- PROBLEM DESCRIPTION:
Every record should be written out exactly, please.

─── WORKING DATA ───

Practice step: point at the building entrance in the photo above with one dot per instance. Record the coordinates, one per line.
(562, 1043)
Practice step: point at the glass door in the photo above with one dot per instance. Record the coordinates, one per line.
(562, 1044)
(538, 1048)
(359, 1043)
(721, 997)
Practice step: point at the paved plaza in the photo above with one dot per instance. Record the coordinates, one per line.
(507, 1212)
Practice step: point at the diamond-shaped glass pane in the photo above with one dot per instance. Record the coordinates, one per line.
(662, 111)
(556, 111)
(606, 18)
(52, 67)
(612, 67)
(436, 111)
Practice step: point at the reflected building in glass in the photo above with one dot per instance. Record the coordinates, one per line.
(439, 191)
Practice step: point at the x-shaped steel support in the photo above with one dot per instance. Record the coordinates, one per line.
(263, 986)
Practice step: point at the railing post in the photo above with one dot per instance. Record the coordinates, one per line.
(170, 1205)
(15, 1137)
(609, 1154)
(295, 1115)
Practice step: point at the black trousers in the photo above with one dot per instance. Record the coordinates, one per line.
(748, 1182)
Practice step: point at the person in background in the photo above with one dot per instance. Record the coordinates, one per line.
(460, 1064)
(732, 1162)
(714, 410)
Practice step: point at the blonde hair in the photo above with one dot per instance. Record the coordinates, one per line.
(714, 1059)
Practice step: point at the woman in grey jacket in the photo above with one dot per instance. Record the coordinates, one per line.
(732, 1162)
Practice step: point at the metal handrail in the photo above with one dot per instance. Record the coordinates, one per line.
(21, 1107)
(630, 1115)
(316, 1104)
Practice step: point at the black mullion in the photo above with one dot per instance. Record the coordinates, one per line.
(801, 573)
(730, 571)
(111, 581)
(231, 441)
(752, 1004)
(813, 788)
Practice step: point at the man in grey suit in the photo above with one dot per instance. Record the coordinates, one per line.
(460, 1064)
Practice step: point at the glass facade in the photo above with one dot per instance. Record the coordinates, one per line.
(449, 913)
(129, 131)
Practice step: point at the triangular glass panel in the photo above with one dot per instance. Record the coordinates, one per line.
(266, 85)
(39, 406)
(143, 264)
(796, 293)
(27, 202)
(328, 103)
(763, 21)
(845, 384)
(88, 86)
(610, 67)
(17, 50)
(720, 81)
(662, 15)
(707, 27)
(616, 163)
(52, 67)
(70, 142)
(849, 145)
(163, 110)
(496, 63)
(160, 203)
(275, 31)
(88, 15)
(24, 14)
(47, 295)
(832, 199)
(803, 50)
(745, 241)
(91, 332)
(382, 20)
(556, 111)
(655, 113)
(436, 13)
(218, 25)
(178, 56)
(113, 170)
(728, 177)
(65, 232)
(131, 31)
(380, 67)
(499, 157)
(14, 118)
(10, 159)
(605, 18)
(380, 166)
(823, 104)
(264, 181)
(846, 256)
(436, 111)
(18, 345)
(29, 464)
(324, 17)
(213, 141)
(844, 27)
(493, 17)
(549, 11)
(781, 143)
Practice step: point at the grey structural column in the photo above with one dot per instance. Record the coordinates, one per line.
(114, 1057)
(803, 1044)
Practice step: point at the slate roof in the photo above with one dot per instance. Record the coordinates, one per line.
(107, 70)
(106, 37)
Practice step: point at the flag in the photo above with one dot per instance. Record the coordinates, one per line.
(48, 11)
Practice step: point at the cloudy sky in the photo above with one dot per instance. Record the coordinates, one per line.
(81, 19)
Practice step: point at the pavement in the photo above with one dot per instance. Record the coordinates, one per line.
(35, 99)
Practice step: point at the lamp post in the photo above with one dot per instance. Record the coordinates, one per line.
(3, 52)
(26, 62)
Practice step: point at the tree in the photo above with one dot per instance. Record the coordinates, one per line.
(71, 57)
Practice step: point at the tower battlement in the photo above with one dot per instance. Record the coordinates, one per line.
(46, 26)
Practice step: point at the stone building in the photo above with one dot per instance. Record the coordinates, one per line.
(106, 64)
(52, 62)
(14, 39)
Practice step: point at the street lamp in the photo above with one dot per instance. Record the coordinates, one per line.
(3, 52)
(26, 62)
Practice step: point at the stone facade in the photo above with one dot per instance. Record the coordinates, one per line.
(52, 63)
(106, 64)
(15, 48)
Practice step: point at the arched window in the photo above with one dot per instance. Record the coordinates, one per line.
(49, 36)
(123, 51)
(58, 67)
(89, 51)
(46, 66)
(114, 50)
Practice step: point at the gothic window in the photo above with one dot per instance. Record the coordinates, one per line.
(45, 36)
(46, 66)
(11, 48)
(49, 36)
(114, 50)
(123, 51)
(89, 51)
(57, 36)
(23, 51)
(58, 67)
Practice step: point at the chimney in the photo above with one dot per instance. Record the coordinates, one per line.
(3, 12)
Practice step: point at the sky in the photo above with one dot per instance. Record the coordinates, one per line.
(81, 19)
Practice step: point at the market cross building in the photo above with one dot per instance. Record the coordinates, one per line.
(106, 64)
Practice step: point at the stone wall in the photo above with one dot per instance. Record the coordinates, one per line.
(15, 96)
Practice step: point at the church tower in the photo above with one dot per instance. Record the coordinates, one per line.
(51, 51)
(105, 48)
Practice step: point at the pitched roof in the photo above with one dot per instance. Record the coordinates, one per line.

───

- SOLUTION TO THIS EXERCISE:
Practice step: point at the building entrance in the photo above with one dot per instance. Record the coordinates, one per line.
(562, 1043)
Practice step: point at the glass door in the photo above with one dot per instance. Record the coordinates, one per line.
(562, 1044)
(538, 1048)
(359, 1043)
(721, 997)
Practice step: point at the paved plaza in the photo above with one dot per instance. Record the coordinates, one per line.
(507, 1212)
Practice step: point at the diamond-shaped glass pane in the photo above with one dot per instance. Record the coordinates, one per line.
(662, 111)
(556, 111)
(606, 18)
(52, 67)
(612, 67)
(436, 111)
Practice step: point at the reflected building in glass in the photo above with one dot per instance. Record the coordinates, one per line.
(439, 191)
Practice step: point at the x-shaped steel support in the photo above with one dot per instance. Record the coordinates, one per line.
(263, 986)
Practice step: point at the railing post in the photo above with one dot per instance. Record the coordinates, one per line.
(170, 1205)
(15, 1137)
(609, 1154)
(295, 1115)
Practice step: point at the black trousers in the photo above with one dot per instance. Record the coordinates, one per line.
(748, 1182)
Practice step: point at the person in background in the photo above with one dot per instance. Record the coordinates, one per line.
(460, 1064)
(732, 1162)
(714, 410)
Practice step: point at the blonde hair in the photo above with one dot per instance. Record the coordinates, one per line.
(714, 1059)
Practice step: point at the woman in grey jacket in the photo above with one dot per instance. Record the coordinates, one per line.
(732, 1162)
Practice step: point at the metal handrail in the photo above with one dot per instance. Record the coordinates, one per line.
(21, 1107)
(630, 1115)
(316, 1104)
Practice step: point at the black mullion in the photo above with one dot per instance. Record the coordinates, one per line.
(801, 573)
(730, 571)
(111, 581)
(231, 441)
(752, 1004)
(813, 788)
Practice step: point at the man in grey suit in the photo above with one dot per instance. Record the coordinates, one per line.
(460, 1064)
Practice step: point at the glass facade in the photo above with one dot per instance. Record the coordinates, one per line.
(449, 913)
(129, 131)
Practice step: point at the triangular glass panel in the photo above with one dot per instance. Record the coordinates, one per line.
(266, 85)
(39, 406)
(143, 264)
(796, 293)
(27, 202)
(328, 103)
(763, 21)
(845, 384)
(88, 86)
(610, 67)
(17, 50)
(720, 81)
(662, 15)
(707, 27)
(616, 163)
(52, 67)
(70, 142)
(849, 145)
(163, 110)
(496, 63)
(160, 203)
(275, 31)
(88, 15)
(24, 14)
(47, 295)
(832, 199)
(803, 50)
(745, 241)
(91, 332)
(382, 20)
(556, 111)
(655, 113)
(436, 13)
(218, 25)
(178, 56)
(113, 170)
(728, 177)
(65, 232)
(131, 31)
(380, 67)
(499, 157)
(14, 118)
(10, 159)
(605, 18)
(380, 166)
(823, 104)
(264, 181)
(846, 256)
(436, 111)
(18, 345)
(29, 464)
(324, 17)
(213, 141)
(844, 27)
(493, 17)
(549, 11)
(781, 143)
Practice step: point at the grey structural column in the photo above with one dot per instance. Record the coordinates, one per line.
(114, 1057)
(803, 1044)
Practice step: point at the slate roof in the photo above with one dot per instance. Record the coordinates, one per line.
(107, 70)
(106, 37)
Practice step: point at the flag in the photo above with one dot per instance. Record the coordinates, one per line.
(48, 11)
Practice step: point at the cloudy sky in the photo above with one dot per instance. Record the coordinates, one per line.
(81, 19)
Practice step: point at the pavement in the photo above with one dot per instance. Record the coordinates, one per line.
(35, 99)
Practice step: point at the lamp post in the photo above with one dot per instance. Record the coordinates, one per line.
(3, 52)
(26, 62)
Practice step: point at the tree in the photo above with one dot per instance. Record the coordinates, one per line.
(71, 57)
Practice step: point at the tower battlement in the photo above with one dot per instance. Record the coordinates, one per line.
(46, 26)
Practice step: point at the stone building in the photo above with one dot per instance. Record the coordinates, one per line.
(106, 64)
(52, 62)
(14, 39)
Practice step: point at the street lamp in the photo above with one dot per instance. Record the coordinates, one per line.
(3, 52)
(26, 62)
Practice step: point at the stone facade in the photo above with one dot per instance. Record the coordinates, one per line.
(52, 63)
(106, 64)
(15, 48)
Practice step: point at the arched window in the photo above with one dot per instance. Record the coordinates, one per line.
(49, 36)
(123, 51)
(58, 67)
(89, 51)
(46, 66)
(114, 50)
Practice step: point at the gothic window in the photo above with one dot per instance. Record the coordinates, one per line.
(45, 36)
(46, 66)
(11, 48)
(49, 36)
(114, 50)
(123, 51)
(89, 51)
(57, 36)
(23, 51)
(58, 67)
Practice step: point at the chimney in the photo above with one dot per instance. Record the coordinates, one per line.
(3, 12)
Practice step: point at the sky in the photo above with one dot per instance. Record the coordinates, one per line.
(81, 19)
Practice step: point at the market cross building in the photo above with one dot per instance. Record the coordinates, one per line.
(106, 64)
Practice step: point at the stone wall in the photo above with one dot per instance. Record the coordinates, one per line.
(15, 96)
Practice step: point at the church tower in the photo above with one dot per instance. Record the coordinates, one per line.
(51, 51)
(105, 48)
Practice step: point at the pitched roof in the photo above with one dot per instance. Record the coordinates, one per line.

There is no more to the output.